_WHAT NEEDS TO BE DONE_. Which lines in the records below contain the word "lake"? Return each of them.

Stored data:
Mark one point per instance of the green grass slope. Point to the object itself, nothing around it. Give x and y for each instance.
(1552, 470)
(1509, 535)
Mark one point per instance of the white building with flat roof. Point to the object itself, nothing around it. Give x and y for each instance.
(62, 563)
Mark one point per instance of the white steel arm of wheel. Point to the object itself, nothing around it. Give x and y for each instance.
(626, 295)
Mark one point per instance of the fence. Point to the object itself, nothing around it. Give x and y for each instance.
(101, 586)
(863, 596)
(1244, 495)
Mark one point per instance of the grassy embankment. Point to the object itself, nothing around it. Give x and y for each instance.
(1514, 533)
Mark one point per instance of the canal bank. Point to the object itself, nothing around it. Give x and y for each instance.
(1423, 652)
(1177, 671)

* * *

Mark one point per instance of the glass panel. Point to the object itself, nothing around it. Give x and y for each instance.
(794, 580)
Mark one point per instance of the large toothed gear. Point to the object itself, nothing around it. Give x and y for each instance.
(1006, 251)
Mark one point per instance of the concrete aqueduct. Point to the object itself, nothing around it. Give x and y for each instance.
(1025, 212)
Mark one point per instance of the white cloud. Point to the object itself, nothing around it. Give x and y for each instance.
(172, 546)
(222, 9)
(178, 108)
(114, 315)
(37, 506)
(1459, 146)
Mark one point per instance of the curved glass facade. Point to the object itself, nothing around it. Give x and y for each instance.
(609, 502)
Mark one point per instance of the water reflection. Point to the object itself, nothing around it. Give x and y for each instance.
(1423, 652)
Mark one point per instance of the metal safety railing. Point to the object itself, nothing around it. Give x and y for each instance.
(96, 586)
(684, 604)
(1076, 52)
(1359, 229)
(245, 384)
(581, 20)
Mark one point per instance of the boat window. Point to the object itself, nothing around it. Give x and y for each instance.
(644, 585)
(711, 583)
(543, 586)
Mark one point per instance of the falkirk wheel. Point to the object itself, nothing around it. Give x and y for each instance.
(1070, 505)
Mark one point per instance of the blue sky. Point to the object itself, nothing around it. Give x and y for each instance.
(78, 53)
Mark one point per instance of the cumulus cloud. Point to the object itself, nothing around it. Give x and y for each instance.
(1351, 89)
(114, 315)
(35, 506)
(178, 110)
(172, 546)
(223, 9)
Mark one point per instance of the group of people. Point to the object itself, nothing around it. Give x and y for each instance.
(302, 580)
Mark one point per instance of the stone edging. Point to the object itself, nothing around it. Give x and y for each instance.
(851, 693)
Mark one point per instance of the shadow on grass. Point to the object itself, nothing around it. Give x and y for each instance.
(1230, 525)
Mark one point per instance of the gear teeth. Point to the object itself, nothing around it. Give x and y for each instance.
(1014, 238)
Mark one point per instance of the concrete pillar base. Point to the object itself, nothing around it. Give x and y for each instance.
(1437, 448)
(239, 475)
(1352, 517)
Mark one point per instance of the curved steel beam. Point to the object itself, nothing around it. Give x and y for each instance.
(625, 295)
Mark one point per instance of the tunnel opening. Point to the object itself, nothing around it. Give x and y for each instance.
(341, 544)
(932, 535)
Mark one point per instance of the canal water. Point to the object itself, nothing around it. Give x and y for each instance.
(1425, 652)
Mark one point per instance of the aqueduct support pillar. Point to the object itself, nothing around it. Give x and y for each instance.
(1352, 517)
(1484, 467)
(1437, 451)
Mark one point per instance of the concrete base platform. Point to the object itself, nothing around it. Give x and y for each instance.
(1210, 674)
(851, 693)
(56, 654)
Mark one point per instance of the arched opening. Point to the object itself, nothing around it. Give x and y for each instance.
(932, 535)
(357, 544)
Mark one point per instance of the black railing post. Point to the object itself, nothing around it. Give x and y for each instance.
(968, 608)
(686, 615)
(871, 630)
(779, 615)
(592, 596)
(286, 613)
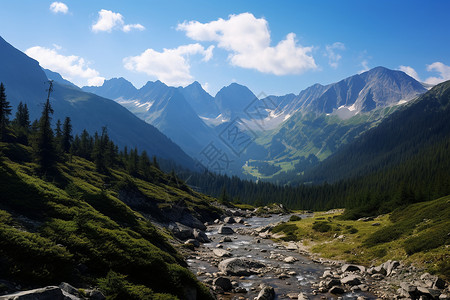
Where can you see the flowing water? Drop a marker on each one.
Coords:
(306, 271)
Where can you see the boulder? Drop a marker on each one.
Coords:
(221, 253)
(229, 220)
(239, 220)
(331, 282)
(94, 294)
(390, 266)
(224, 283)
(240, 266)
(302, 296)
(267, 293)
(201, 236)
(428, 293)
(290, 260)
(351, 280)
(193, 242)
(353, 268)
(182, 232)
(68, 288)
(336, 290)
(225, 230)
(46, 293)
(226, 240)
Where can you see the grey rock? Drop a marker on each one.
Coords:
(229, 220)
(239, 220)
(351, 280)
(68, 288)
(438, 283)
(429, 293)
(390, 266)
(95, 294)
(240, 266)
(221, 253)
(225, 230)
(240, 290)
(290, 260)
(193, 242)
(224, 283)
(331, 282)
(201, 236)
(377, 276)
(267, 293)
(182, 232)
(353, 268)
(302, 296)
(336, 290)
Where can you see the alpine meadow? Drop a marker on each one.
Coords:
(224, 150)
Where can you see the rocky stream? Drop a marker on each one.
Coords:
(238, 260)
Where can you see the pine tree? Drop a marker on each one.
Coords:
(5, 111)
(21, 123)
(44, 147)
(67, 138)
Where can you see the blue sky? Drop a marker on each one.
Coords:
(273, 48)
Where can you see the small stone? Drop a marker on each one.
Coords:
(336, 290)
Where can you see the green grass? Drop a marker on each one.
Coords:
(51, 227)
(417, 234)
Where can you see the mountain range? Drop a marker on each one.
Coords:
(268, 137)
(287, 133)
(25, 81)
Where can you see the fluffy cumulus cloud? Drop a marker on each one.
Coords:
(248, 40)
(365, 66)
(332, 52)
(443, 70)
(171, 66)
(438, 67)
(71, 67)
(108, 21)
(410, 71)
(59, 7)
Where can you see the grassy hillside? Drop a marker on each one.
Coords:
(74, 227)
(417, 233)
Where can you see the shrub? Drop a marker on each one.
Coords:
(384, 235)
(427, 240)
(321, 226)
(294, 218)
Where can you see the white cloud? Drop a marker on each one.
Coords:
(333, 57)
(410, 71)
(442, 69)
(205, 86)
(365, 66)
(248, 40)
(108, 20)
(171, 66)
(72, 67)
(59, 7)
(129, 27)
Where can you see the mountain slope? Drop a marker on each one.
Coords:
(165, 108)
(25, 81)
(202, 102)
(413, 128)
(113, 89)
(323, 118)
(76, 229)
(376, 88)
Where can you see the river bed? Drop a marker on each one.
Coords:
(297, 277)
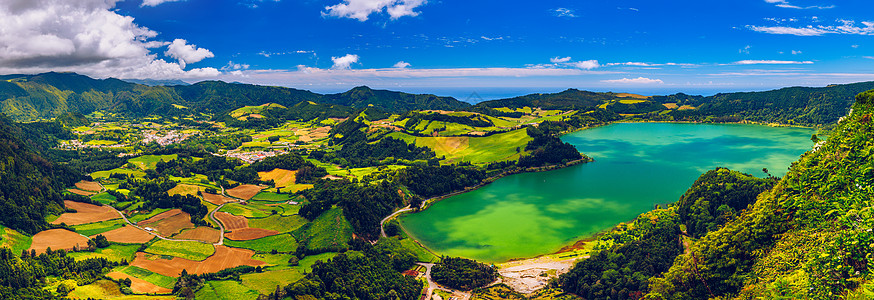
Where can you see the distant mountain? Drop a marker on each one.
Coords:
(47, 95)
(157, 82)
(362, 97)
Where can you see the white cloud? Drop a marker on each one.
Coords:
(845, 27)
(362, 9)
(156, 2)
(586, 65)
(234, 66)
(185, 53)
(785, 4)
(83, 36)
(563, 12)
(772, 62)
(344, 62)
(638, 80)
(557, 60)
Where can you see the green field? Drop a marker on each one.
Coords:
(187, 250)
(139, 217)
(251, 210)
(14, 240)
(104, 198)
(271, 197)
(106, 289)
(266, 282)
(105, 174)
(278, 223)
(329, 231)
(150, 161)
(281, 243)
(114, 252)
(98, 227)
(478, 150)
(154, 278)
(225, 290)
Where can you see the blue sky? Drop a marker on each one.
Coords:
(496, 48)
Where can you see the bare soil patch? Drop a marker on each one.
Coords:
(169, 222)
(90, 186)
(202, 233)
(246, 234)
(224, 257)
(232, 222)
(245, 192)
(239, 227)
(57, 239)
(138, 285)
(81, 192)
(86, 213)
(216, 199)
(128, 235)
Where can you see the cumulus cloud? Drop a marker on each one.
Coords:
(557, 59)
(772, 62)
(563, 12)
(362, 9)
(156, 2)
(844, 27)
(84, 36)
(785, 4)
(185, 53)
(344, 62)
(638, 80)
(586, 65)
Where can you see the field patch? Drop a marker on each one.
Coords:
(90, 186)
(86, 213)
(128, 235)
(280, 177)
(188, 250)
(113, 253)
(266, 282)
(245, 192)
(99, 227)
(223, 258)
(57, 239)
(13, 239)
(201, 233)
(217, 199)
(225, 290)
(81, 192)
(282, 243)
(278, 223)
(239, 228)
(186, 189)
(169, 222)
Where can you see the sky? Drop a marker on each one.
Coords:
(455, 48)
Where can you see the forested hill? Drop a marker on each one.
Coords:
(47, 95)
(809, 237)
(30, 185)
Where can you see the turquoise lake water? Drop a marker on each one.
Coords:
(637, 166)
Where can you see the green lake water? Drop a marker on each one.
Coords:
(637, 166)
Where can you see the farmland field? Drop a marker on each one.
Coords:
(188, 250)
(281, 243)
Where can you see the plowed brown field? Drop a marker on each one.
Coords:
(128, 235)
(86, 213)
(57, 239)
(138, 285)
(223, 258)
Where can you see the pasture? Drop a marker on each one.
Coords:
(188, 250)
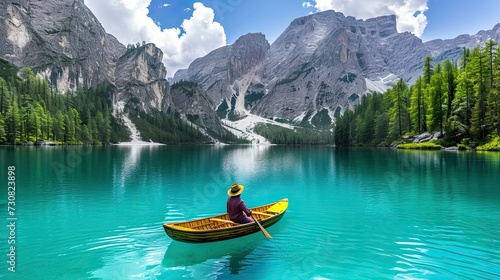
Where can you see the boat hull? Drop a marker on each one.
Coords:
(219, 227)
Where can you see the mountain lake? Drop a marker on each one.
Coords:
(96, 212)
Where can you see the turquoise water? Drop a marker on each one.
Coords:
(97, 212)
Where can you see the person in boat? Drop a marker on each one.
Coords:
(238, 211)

_RESPONSE FOR THIS EXERCISE_.
Where can you see the turquoise lake water? Drop a marker on each one.
Where can you see the green lake water? Drop a marker on each one.
Where can you see the mountain lake? Drop a marker on each one.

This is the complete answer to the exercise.